____ KUTIPAN TEKS

Kehidupan manusia tidak dapat terlepas dari yang namanya konflik, baik itu konflik antar individu, kelompok maupun organisasi. Ada berbagai macam jenis konflik salah satunya adalah konflik politik. Konflik politik dapat terjadi dalam berbagai aspek kehidupan, bahkan wisata religipun tidak luput dari konflik politik. Seperti yang terjadi pada pengelolaan wisata makam Syekh Abdullah Mudzakir di desa Bedono, Kecamatan Sayung, Demak. Konflik ini terjadi antara pihak keluarga Mbah Mudzakir atau biasa disebut dzurriyah dengan Pemerintah Desa Bedono. Awalnya, Pemerintah Desa Bedono menjadikan lahan parkir, ojek perahu, ojek motor dan retribusi pedagang yang ada di wisata makam Syekh Abdullah Mudzakir sebagai BUMDes pada tahun 2017 dikarenakan tanah yang digunakan merupakan milik desa. Namun pada tahun 2019 dzurriyah datang kepada Pemerintah Desa untuk mengambil alih seluruh pengelolaan, padahal apabila dilihat secara kepemilikan tanah, dzurriyah tidak mempunyai hak. Penelitian ini bertujuan untuk melihat bagaimana terjadinya konflik politik antara dzurriyah dengan Pemerintah Desa dan juga bagaimana resolusi dari konflik tersebut.
Penelitian ini menggunakan metode penelitian kualitatif dengan jenis penelitian studi lapangan dan pendekatan studi kasus. Hal ini bertujuan untuk memahami dan menjelaskan fenomena konflik politik antara dzurriyah dengan Pemerintah Desa Bedono secara mendalam berdasarkan data secara fakta yang ada di lapangan. Teknik pengumpulan data dilakukan dengan wawancara, observasi dan dokumentasi. Analisis data dalam penelitian ini menggunakan teori konflik politik Ramlan Surbakti, analisis pohon dan pemetaan konflik Simon Fisher serta resolusi konflik Johan Galtung.

________
____ BARIS DATA

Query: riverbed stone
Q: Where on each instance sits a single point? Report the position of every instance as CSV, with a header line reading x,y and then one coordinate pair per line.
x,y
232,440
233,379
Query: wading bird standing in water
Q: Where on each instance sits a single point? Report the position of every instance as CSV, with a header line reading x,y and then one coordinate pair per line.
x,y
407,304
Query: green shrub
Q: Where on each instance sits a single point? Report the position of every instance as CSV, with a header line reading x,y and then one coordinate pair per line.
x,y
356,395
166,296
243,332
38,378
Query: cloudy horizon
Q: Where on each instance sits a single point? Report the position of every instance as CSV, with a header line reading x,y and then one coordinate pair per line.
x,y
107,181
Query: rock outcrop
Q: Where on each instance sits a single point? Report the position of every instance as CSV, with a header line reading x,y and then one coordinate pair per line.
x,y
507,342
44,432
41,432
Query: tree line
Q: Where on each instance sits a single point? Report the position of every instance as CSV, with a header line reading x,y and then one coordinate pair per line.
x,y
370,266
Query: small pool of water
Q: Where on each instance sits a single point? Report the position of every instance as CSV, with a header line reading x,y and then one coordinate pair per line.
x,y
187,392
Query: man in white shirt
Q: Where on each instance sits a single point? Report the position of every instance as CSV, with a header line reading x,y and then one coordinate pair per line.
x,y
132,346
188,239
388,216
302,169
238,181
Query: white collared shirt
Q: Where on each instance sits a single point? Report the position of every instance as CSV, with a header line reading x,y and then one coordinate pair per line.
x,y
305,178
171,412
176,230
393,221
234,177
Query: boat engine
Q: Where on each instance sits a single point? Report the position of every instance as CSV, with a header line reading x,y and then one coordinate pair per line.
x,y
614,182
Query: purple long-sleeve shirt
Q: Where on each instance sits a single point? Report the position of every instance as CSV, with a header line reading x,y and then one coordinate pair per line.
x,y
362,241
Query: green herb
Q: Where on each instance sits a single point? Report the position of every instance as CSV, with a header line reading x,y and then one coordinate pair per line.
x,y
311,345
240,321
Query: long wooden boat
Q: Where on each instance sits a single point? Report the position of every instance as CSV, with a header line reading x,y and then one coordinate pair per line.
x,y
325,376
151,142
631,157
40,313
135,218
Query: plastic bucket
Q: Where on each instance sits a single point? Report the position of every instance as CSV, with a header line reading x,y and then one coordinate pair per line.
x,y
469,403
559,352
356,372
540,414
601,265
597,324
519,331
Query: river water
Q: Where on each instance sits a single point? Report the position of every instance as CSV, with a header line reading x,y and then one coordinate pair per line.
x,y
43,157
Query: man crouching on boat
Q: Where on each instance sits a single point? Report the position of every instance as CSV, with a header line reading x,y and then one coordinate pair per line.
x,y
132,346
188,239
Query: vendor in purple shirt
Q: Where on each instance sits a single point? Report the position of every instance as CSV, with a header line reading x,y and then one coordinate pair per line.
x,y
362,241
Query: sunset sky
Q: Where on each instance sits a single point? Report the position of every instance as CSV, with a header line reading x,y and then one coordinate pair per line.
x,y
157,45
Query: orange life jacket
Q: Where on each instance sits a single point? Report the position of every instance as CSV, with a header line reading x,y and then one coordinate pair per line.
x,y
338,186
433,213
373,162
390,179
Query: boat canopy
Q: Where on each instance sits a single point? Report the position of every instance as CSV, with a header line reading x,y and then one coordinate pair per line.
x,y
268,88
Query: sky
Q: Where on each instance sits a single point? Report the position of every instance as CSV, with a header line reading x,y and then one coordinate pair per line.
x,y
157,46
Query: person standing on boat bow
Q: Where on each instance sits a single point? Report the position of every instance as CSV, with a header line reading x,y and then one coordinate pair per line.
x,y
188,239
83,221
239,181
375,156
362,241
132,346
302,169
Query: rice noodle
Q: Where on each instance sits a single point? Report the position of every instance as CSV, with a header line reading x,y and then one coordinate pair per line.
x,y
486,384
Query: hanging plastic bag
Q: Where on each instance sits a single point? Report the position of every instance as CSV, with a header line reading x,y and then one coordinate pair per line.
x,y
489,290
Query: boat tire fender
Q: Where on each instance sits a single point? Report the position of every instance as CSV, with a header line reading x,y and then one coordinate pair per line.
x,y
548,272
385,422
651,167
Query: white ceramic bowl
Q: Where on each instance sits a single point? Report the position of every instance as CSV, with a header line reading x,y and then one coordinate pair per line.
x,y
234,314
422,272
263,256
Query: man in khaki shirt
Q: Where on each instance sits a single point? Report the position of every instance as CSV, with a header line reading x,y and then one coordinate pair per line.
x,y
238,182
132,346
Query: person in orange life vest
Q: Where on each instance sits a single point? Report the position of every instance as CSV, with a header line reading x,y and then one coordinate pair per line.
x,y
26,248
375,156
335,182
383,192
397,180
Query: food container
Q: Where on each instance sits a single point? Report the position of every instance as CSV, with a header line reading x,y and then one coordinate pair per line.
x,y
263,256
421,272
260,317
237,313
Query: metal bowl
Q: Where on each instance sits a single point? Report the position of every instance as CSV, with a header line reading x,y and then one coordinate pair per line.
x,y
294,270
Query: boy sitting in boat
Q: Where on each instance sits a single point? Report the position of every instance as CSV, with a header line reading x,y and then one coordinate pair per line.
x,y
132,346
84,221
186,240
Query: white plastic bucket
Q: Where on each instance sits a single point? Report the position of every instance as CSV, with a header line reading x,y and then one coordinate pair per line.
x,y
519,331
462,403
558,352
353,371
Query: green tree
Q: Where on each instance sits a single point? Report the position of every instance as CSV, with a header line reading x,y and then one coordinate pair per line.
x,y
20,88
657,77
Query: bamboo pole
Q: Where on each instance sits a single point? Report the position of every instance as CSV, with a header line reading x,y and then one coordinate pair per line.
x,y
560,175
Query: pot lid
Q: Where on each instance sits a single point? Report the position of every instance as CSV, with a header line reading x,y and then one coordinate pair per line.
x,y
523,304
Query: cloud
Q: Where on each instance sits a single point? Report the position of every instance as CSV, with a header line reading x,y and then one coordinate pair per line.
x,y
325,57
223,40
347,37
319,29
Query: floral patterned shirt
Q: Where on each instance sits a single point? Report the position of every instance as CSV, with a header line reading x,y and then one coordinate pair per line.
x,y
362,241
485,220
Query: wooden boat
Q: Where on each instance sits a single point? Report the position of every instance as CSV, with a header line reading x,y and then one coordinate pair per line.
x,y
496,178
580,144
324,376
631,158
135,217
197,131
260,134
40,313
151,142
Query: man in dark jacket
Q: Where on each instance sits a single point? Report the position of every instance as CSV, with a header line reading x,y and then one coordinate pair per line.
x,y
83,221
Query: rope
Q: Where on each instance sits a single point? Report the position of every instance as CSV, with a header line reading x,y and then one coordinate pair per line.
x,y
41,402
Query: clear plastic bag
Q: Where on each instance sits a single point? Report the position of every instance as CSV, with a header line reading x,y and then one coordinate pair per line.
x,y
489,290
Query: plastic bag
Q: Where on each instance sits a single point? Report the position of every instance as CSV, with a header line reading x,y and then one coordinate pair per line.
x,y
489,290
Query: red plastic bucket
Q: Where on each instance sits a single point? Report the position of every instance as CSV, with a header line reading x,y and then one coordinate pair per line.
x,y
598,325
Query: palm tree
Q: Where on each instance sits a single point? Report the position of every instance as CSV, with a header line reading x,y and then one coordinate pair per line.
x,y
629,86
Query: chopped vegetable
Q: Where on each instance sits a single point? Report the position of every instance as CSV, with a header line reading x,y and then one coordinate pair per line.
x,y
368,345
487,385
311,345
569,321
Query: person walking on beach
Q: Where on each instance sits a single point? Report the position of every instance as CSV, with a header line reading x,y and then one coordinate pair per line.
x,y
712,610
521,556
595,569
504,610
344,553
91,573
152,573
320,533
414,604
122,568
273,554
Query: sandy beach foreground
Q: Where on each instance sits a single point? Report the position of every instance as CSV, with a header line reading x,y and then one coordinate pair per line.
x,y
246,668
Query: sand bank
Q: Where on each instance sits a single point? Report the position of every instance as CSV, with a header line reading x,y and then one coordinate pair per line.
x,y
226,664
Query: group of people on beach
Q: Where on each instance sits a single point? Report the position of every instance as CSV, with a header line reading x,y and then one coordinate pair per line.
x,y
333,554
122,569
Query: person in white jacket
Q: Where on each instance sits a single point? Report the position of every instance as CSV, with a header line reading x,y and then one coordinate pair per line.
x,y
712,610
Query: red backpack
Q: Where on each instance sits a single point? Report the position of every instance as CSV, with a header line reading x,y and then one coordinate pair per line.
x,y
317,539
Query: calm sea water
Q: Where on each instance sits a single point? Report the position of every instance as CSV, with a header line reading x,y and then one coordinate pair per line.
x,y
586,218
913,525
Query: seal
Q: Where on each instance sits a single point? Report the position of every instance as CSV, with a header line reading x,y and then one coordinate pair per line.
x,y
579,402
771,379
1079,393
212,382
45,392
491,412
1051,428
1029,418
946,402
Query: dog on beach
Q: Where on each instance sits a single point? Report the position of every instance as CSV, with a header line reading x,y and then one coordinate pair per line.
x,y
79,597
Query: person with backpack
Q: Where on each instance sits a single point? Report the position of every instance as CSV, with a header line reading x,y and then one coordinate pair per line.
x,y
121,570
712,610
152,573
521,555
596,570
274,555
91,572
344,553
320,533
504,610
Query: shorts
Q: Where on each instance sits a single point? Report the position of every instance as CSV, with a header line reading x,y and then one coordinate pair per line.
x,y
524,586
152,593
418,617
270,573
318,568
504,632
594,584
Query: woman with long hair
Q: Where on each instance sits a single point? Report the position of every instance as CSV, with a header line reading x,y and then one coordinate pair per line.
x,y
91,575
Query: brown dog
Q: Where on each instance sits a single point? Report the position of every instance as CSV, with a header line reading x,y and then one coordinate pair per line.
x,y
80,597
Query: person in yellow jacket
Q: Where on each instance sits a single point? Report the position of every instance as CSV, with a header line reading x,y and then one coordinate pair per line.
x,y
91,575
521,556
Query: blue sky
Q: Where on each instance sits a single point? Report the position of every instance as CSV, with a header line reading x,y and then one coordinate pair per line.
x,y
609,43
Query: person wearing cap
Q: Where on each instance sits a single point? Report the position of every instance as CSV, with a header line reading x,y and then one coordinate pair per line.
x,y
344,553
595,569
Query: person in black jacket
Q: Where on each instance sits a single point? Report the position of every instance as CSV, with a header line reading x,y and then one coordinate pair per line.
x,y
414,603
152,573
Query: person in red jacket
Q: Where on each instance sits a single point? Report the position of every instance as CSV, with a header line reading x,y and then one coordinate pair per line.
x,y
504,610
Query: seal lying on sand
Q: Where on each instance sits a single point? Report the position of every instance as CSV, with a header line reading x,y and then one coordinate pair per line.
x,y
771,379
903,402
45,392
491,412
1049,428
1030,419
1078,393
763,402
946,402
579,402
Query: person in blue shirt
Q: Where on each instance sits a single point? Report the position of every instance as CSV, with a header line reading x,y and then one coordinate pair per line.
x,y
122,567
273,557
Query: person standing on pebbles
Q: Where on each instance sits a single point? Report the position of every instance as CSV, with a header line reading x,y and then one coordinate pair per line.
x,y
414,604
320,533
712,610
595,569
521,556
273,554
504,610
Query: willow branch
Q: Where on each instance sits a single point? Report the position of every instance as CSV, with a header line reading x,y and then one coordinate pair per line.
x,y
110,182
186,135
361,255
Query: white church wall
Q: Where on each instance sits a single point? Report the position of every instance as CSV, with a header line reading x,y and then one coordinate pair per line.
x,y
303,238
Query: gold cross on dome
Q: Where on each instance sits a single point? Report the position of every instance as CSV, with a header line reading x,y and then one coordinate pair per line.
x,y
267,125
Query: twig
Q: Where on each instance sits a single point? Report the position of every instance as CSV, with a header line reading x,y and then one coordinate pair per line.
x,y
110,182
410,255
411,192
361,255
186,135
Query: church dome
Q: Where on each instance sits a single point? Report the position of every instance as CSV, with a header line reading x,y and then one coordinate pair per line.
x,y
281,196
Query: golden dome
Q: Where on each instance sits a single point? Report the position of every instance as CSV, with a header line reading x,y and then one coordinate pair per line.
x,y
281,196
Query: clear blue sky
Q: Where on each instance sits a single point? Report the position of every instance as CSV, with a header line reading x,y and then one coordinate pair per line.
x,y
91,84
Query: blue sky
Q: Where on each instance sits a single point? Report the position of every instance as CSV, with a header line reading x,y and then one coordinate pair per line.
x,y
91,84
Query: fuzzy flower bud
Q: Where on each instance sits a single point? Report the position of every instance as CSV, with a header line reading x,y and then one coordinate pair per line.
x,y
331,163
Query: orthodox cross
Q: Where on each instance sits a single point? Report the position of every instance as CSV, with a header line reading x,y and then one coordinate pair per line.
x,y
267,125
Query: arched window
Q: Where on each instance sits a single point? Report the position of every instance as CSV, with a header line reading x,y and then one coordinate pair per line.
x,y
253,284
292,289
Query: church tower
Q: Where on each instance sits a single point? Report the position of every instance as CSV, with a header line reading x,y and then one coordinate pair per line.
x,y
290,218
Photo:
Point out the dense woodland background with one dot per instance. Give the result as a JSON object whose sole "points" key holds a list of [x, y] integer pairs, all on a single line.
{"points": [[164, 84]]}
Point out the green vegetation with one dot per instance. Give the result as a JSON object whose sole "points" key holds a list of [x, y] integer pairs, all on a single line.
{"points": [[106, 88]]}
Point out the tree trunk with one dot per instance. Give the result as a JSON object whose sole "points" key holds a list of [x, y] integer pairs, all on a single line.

________

TUGAS:
Jawab pertanyaan berikut berdasarkan teks tentang konflik pengelolaan wisata makam Syekh Abdullah Mudzakir.
1. Pada tahun berapa Pemerintah Desa Bedono menjadikan lahan parkir, ojek perahu, ojek motor, dan retribusi pedagang sebagai BUMDes?
2. Pada tahun berapa dzurriyah datang kepada Pemerintah Desa untuk mengambil alih seluruh pengelolaan?
3. Teknik apa saja yang dipakai untuk mengumpulkan data dalam penelitian ini?
Daftar tersebut tidak berperan apa pun di sini.

JAWABAN:
1. Pemerintah Desa Bedono menjadikannya BUMDes pada tahun 2017.
2. Dzurriyah datang untuk mengambil alih seluruh pengelolaan pada tahun 2019.
3. Data dikumpulkan dengan wawancara, observasi, dan dokumentasi.